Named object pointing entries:
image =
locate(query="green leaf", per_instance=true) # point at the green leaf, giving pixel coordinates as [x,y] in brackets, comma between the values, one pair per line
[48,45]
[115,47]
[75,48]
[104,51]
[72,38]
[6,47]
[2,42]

Problem details — Can you rewrite all of the entries, requests included, so that every coordinate in the answers is multiplied by 0.6 and rounded to a whole number, with halves rounded up?

Correct result —
image =
locate(query="green leaf", per_instance=true) # point at the green leaf, giving pixel coordinates as [x,y] in brackets, comma between the values, one pair per line
[29,27]
[69,28]
[45,29]
[62,31]
[43,23]
[4,28]
[1,25]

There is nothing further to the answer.